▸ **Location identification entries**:
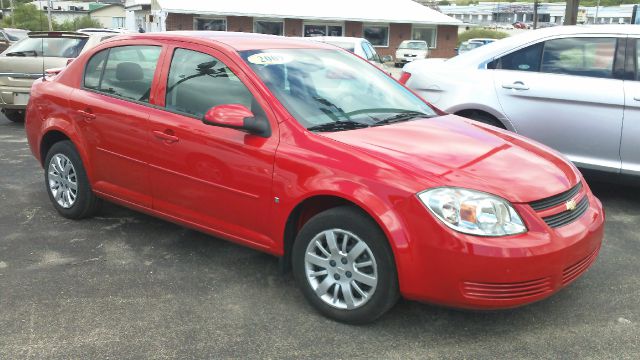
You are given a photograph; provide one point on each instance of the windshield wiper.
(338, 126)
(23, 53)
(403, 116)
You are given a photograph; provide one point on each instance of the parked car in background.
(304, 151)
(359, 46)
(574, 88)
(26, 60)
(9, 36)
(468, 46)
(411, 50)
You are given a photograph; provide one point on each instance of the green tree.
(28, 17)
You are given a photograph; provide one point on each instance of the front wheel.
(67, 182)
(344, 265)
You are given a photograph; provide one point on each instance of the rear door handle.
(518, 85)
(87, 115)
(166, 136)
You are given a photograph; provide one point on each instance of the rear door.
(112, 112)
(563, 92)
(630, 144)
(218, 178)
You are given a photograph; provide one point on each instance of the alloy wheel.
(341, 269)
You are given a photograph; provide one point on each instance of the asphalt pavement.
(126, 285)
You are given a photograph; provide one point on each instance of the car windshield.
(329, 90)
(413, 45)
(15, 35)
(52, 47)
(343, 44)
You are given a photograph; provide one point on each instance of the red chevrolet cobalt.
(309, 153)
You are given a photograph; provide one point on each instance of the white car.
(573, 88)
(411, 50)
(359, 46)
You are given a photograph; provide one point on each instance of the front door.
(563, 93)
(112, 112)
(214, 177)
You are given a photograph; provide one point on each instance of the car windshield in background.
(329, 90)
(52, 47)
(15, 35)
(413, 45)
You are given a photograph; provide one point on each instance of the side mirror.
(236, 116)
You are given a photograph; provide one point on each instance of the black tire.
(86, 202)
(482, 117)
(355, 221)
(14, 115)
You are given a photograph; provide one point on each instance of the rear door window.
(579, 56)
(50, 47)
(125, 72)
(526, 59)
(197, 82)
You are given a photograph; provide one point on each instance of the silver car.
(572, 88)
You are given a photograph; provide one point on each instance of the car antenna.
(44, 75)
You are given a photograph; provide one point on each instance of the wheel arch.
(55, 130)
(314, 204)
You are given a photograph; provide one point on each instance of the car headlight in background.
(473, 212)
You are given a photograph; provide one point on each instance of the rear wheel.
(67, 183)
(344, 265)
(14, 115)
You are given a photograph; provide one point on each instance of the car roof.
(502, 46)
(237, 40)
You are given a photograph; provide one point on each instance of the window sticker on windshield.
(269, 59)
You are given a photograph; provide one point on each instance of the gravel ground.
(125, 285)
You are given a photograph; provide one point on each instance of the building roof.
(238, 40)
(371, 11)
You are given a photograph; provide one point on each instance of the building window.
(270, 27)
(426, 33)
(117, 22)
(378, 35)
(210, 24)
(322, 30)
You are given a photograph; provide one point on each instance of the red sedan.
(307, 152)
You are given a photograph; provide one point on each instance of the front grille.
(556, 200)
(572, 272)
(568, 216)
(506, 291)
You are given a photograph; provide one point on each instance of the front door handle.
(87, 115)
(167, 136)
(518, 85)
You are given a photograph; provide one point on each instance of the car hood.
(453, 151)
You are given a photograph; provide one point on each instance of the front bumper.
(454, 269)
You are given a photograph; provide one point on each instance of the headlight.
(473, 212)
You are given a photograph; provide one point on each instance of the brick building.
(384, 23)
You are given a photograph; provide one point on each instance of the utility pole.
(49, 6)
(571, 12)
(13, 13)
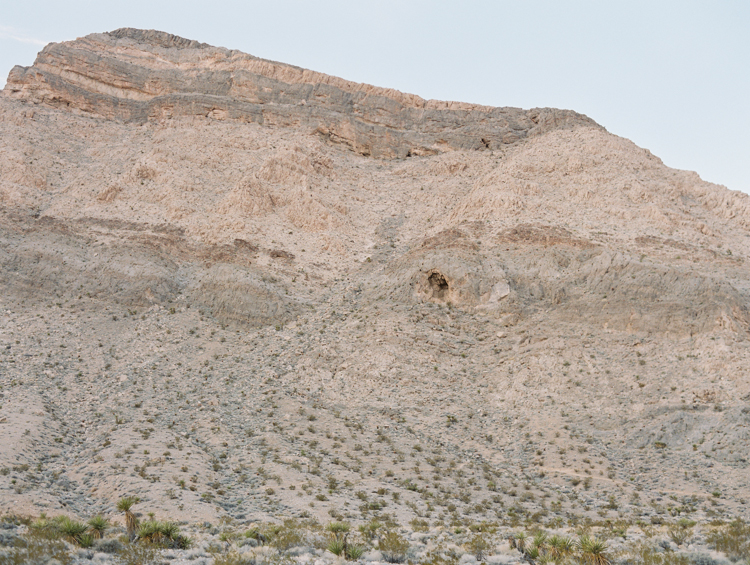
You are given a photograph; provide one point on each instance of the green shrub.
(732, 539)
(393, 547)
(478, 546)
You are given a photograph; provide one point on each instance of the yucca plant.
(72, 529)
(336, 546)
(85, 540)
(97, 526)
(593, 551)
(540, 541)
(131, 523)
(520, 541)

▸ **Work to complete**: Write out every entry again word for word, without any of the pictures.

▸ **Exercise answer**:
You are given a photograph; provide one point on each instance of the windshield wiper.
(338, 126)
(23, 53)
(403, 116)
You are given a photograph; provide one point on each instance of the parked car in background.
(304, 151)
(359, 46)
(574, 88)
(26, 60)
(9, 36)
(468, 46)
(411, 50)
You are given a photograph; provide one point on each instance of the green tree.
(28, 17)
You are given a photograph; provide one point on each instance of the front wheel.
(67, 182)
(344, 265)
You are given a photograph; provide one point on each instance of the rear door handle.
(518, 85)
(87, 115)
(166, 136)
You are given a photograph; provide one point on each instance of the rear door.
(112, 112)
(563, 92)
(630, 144)
(218, 178)
You are given a photograph; provide one point on each instance of the alloy wheel.
(341, 269)
You are given a photograph; provide one point on each instance of the asphalt pavement.
(126, 285)
You are given a photograph; provide one point on each instance of the car windshield.
(329, 90)
(413, 45)
(15, 35)
(52, 47)
(343, 44)
You are given a photograph; provide one point on each instance of the red chevrolet cobalt.
(309, 153)
You are given a photograph; provide one point on each instance of the white car.
(573, 88)
(411, 50)
(359, 46)
You are given a photograph; provide one point on each instance of the front door.
(563, 93)
(112, 112)
(214, 177)
You are given a photograph; provide one point on each instance of the car windshield in background.
(329, 90)
(52, 47)
(15, 35)
(413, 45)
You are given a photograph; provide one point on each instance of the side mirror.
(236, 116)
You are given a photograph; provide one point on each instance of the black tire.
(86, 202)
(482, 117)
(355, 221)
(14, 115)
You are given a photograph; provide one point on each instance of the rear door window.
(579, 56)
(50, 47)
(125, 72)
(526, 59)
(197, 82)
You are given a photograph; provide one point on each instance of the silver car.
(572, 88)
You are given a photograph; provide one point on each instance of the car antenna.
(44, 75)
You are given a photograph; provide one point on each instance of the wheel arch.
(55, 130)
(314, 204)
You are given a photograph; provide one point on each instance of the car headlight in background.
(473, 212)
You are given a photograph; provide one point on each instance of the rear wheel.
(67, 183)
(344, 265)
(14, 115)
You are given a photograph; provide one point on each instance of the car roof.
(502, 46)
(237, 40)
You are given a photograph; provide one point on each instance of the window sticker on windshield.
(269, 59)
You are given a photograph; provide one point on each instance of the gravel ground.
(125, 285)
You are given a photograph; provide one point on each instance of the building roof.
(238, 40)
(371, 11)
You are given a photograph; provide one point on each instance of the building window.
(270, 27)
(426, 33)
(117, 22)
(378, 35)
(210, 24)
(322, 30)
You are given a photograph; provide one point on each instance of the red sedan.
(307, 152)
You are given a photograph; provide one point on each instance of the front grille.
(556, 200)
(572, 272)
(568, 216)
(506, 291)
You are given a photograph; provide one point on each instance of the front door handle.
(87, 115)
(167, 136)
(518, 85)
You are given a photograph; provide one point on each instance of the car hood.
(453, 151)
You are given a photograph; provide one point on each instance of the front bumper.
(454, 269)
You are given a photograph; provide one point on each instance of the headlight.
(473, 212)
You are given a photograph; provide one point on each instance of the brick building.
(384, 23)
You are given a photograph; provide one point on each instance of the utility pole.
(49, 6)
(571, 12)
(13, 13)
You are given a photograph; provide one point on each instance of the green shrub.
(732, 539)
(393, 547)
(478, 546)
You are given a photograph; provide one point on each instance of the yucca plant.
(72, 529)
(336, 546)
(85, 540)
(97, 526)
(593, 551)
(540, 541)
(131, 523)
(520, 541)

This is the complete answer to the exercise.